[Stored records]
____________

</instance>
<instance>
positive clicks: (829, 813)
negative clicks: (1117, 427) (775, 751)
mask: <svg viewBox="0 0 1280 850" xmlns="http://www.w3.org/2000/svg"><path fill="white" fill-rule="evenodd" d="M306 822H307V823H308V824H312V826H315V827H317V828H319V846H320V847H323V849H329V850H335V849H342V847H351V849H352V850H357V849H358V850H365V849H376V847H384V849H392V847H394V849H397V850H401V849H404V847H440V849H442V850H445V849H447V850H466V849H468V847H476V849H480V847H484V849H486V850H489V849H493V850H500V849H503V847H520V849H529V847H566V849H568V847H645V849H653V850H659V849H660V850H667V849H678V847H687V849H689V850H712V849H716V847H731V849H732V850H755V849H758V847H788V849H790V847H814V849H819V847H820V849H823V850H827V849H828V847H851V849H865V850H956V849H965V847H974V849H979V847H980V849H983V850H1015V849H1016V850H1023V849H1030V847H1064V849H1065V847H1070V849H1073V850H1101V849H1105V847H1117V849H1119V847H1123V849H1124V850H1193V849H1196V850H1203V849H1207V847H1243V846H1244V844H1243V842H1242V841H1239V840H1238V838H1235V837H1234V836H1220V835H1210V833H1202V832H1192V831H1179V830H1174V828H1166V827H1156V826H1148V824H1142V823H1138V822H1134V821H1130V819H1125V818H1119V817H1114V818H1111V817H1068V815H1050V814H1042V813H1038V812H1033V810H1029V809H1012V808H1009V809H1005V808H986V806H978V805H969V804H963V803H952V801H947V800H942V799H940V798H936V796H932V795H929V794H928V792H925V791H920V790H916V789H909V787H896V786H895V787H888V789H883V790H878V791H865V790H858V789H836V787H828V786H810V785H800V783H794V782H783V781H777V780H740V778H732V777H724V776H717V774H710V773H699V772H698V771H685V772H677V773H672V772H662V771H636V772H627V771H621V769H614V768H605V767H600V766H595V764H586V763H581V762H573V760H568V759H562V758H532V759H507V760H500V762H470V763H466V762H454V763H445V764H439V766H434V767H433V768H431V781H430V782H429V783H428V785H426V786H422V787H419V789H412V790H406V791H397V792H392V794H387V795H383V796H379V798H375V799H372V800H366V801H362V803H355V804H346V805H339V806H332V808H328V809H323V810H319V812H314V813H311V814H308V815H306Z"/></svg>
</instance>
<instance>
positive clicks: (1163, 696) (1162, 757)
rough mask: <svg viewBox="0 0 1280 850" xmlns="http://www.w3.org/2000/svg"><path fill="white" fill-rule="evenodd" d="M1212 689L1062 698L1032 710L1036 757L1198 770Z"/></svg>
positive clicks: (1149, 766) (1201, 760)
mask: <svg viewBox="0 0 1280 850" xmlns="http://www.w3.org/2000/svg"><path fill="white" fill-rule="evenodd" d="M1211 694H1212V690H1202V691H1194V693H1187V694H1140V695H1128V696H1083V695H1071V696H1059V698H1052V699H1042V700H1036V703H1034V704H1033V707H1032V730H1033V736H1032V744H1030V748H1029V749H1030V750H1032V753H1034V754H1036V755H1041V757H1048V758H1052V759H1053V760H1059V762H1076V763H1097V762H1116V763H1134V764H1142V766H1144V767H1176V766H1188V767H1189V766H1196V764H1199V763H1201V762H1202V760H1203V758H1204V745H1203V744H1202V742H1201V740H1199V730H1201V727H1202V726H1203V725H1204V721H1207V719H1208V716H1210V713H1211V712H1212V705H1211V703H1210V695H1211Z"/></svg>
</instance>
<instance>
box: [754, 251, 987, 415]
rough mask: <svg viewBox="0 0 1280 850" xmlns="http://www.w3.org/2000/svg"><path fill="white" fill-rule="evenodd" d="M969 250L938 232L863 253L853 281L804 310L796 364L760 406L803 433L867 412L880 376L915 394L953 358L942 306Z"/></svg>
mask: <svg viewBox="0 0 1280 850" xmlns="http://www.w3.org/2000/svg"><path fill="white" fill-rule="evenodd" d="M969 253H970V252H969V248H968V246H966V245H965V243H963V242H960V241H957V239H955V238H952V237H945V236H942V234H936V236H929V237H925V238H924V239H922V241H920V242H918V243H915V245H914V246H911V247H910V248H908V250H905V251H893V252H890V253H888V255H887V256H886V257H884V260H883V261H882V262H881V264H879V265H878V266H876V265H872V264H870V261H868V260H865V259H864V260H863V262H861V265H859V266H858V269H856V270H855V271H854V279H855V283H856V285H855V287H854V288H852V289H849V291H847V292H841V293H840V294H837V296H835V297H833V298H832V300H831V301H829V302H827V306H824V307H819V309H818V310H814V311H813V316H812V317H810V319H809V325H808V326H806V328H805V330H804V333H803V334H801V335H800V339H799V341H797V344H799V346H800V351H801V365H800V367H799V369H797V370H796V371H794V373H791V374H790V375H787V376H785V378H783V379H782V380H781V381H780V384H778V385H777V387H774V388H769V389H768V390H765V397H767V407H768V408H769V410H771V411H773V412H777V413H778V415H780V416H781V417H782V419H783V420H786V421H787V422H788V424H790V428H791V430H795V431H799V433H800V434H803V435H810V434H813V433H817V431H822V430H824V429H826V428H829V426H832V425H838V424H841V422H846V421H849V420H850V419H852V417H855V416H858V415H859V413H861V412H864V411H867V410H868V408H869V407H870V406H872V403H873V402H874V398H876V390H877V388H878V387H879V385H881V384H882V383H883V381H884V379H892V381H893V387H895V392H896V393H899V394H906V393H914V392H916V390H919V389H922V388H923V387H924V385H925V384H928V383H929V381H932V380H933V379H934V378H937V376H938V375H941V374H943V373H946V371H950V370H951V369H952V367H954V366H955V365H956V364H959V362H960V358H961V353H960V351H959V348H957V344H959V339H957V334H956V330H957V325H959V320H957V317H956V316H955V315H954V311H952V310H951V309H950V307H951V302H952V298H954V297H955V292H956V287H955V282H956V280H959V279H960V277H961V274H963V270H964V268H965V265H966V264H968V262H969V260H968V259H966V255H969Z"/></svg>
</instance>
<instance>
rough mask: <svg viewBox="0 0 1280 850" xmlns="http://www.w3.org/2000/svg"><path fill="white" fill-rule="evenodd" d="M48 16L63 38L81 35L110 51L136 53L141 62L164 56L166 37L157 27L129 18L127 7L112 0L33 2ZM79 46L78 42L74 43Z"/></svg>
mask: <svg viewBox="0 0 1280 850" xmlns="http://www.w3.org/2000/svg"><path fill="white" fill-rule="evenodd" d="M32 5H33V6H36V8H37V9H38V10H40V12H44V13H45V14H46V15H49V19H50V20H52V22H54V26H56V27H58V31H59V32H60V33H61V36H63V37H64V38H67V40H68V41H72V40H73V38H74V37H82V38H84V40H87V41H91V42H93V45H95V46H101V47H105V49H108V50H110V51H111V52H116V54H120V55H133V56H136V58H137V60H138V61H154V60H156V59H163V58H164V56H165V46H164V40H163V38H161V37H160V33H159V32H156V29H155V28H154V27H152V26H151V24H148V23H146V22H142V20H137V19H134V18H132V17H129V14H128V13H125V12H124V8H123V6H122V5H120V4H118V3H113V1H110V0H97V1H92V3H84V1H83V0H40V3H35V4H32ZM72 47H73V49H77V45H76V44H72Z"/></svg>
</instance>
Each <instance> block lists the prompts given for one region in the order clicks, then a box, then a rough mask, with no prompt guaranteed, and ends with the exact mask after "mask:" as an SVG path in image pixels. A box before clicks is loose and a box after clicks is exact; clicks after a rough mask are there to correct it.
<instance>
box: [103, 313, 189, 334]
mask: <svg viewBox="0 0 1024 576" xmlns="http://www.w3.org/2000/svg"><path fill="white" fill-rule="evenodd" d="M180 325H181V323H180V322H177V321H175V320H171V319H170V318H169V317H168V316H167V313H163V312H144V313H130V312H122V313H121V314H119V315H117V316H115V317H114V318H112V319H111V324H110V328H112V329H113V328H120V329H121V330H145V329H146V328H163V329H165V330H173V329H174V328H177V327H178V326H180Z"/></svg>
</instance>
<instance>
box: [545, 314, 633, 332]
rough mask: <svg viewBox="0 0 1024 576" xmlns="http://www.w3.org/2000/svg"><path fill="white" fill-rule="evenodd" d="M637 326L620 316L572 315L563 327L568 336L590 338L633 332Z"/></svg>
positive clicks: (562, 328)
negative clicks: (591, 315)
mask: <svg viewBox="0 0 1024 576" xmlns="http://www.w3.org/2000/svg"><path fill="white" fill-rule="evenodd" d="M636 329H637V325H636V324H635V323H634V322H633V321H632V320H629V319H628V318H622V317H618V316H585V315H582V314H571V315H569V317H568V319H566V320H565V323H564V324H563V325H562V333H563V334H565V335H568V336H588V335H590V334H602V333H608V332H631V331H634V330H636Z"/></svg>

____________

◆ What you need to do
Copy the lines starting at the first line of the stored records and ending at the line containing "negative clicks: (1117, 427) (775, 751)", keeping both of those lines.

◆ Result for this exercise
</instance>
<instance>
positive clicks: (829, 813)
negative clicks: (1117, 427) (775, 751)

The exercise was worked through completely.